▼
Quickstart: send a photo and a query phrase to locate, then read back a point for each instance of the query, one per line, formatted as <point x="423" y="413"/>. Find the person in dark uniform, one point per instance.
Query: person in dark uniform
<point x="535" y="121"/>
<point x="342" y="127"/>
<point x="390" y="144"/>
▲
Arrange the data above as a two-column CSV with the headers text and points, giving one row for each piece of data. Put its text and its answer each in a single quoted field, with line breaks replaced by spaces.

text,points
"Quickstart: send a photo and a query phrase to locate, then read back a point for each instance of the query, one per line, formatted as <point x=""423"" y=""413""/>. Find the person in dark uniform, one point per instance. Query: person in dark uniform","<point x=""535"" y=""121""/> <point x=""342"" y=""127""/> <point x=""390"" y=""144""/>"